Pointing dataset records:
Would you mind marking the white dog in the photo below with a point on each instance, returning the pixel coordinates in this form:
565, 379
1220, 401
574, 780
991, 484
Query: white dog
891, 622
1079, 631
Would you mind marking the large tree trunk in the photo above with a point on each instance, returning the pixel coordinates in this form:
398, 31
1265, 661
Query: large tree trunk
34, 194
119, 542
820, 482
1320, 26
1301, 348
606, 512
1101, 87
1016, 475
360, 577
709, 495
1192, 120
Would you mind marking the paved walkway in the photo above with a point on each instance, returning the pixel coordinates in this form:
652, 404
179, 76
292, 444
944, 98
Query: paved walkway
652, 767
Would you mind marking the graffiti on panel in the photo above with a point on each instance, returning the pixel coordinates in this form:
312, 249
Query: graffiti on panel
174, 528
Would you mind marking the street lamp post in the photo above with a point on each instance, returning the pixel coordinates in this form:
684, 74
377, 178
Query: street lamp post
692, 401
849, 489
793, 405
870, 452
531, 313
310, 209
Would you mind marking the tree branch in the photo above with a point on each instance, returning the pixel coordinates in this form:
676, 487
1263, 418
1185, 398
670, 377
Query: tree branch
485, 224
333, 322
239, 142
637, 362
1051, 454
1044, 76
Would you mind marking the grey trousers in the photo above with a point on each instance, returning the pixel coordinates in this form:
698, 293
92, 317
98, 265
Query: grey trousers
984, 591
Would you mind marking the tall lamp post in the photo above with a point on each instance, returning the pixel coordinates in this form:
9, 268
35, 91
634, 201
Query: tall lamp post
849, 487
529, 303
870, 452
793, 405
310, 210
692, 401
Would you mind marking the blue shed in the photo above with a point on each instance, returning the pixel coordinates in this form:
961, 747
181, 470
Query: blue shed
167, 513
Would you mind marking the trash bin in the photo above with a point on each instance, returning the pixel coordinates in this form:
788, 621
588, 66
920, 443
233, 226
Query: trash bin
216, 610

[TASK BRIEF] Retype only the lines running from the line with "Would you mind marking the tall" to the end of the listing, including both of those lines.

[ANSWER TO THE PROBLEM]
Would you mind marking the tall lamp post in the photo above with a point on each instance, returning the pixel coordinates in this form:
9, 268
35, 91
634, 201
Query: tall lamp post
849, 487
529, 303
870, 452
793, 405
310, 210
692, 401
Would you mind marking the blue shed in the photo above with a point on each instance, returning the pixel coordinates in this form:
961, 747
181, 470
Query: blue shed
167, 513
Would you mind marking the trash bin in the photo above with a point on each instance, returning the pixel coordinates in this form:
788, 621
588, 66
920, 443
233, 226
Query: trash bin
216, 610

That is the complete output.